== Segment start ==

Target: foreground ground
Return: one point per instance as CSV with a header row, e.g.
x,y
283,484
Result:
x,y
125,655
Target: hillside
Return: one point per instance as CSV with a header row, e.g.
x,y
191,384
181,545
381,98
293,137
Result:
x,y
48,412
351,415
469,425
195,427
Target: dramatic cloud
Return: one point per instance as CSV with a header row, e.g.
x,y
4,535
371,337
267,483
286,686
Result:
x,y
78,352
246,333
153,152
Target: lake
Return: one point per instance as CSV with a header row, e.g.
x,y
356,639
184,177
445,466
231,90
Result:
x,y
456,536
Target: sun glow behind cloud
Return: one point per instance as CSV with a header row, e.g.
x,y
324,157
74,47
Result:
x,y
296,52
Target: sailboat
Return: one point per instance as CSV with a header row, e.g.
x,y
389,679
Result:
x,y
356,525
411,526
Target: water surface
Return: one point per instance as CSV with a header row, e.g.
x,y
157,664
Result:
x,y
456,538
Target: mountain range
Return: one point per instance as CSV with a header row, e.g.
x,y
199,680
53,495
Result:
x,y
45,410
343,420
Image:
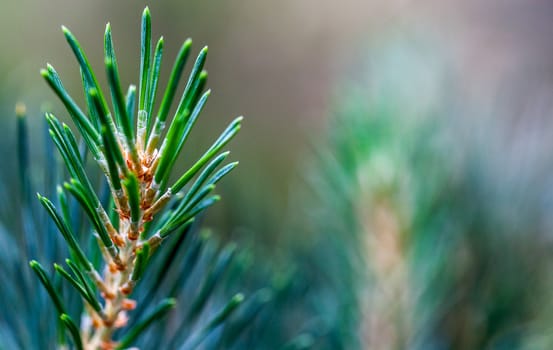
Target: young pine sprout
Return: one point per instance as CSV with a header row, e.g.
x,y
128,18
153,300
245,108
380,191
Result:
x,y
136,155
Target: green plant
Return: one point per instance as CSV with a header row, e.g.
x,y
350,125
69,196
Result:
x,y
140,211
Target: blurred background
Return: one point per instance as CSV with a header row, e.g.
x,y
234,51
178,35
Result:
x,y
395,154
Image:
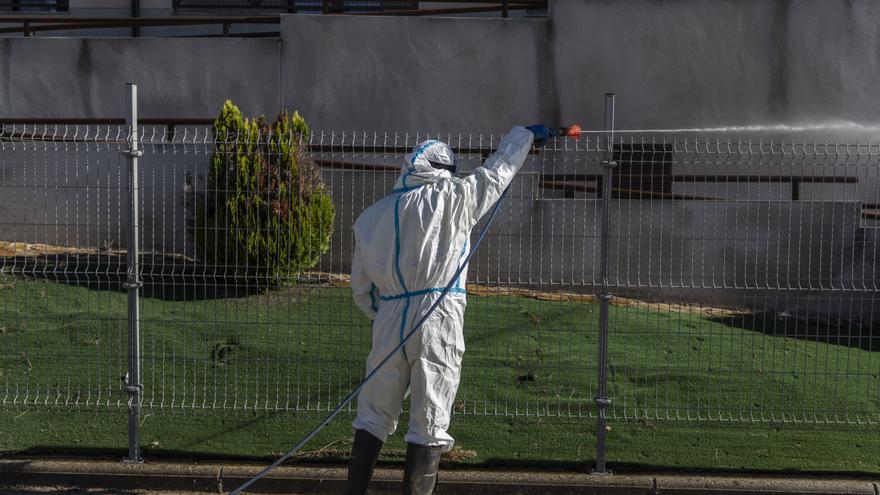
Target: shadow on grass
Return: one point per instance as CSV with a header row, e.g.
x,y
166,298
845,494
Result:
x,y
168,278
495,463
849,334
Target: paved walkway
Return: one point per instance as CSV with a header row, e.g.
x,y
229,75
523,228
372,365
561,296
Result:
x,y
41,476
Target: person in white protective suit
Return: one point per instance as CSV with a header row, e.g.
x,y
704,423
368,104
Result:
x,y
408,247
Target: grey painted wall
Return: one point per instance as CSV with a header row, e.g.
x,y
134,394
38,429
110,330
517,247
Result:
x,y
425,74
73,77
699,63
683,63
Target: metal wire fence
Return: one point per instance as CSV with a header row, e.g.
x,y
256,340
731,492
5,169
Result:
x,y
743,273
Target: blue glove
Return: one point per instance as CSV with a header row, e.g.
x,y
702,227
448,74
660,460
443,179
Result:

== Segment end ==

## TRY IT
Please find every line in the records above that holds the word "cloud" and copy it.

## SOLUTION TO THE EXERCISE
Target: dramatic cloud
Target: sun glow behind cloud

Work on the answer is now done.